Your objective: Reproduce every line of the records below, requests included, shifting each coordinate in the answer paths by 123 while keeping the requests and their format samples unchanged. Omit the pictures from your output.

Raw records:
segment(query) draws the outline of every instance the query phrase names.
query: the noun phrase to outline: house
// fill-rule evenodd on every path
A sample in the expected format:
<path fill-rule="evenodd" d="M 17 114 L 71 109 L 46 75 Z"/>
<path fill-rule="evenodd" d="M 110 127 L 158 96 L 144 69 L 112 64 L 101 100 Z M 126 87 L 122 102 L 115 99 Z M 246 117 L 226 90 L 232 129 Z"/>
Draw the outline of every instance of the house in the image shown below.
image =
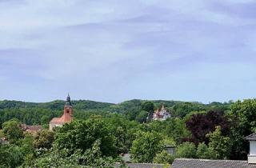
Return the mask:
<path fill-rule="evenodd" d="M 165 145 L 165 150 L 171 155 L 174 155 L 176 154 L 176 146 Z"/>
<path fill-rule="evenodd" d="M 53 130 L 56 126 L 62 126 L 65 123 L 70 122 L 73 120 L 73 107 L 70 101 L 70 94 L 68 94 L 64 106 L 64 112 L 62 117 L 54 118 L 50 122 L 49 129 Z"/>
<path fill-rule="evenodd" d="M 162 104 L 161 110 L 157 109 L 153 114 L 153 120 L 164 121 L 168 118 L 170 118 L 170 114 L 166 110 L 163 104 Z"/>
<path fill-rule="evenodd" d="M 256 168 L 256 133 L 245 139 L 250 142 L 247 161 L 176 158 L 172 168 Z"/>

Reply to the exercise:
segment(query) draws the outline of every instance the query phrase names.
query: the noun phrase to outline: house
// fill-rule evenodd on every path
A sample in the expected format:
<path fill-rule="evenodd" d="M 17 114 L 71 109 L 46 75 Z"/>
<path fill-rule="evenodd" d="M 110 127 L 158 96 L 144 69 L 112 64 L 101 100 Z M 126 87 L 122 102 L 115 99 Z M 246 117 L 226 90 L 232 129 Z"/>
Draw the outline of every instance of the house in the image shown below.
image =
Return the mask:
<path fill-rule="evenodd" d="M 288 268 L 288 273 L 294 278 L 297 278 L 299 277 L 299 269 Z"/>
<path fill-rule="evenodd" d="M 176 253 L 179 249 L 185 249 L 188 246 L 193 245 L 196 243 L 196 230 L 193 224 L 193 217 L 191 217 L 187 229 L 187 235 L 185 240 L 177 241 L 173 245 L 172 252 Z"/>
<path fill-rule="evenodd" d="M 285 227 L 284 233 L 280 232 L 276 237 L 276 243 L 287 244 L 291 241 L 293 241 L 293 237 L 289 233 L 286 227 Z"/>
<path fill-rule="evenodd" d="M 379 291 L 379 256 L 368 262 L 373 265 L 370 284 L 299 281 L 295 291 Z"/>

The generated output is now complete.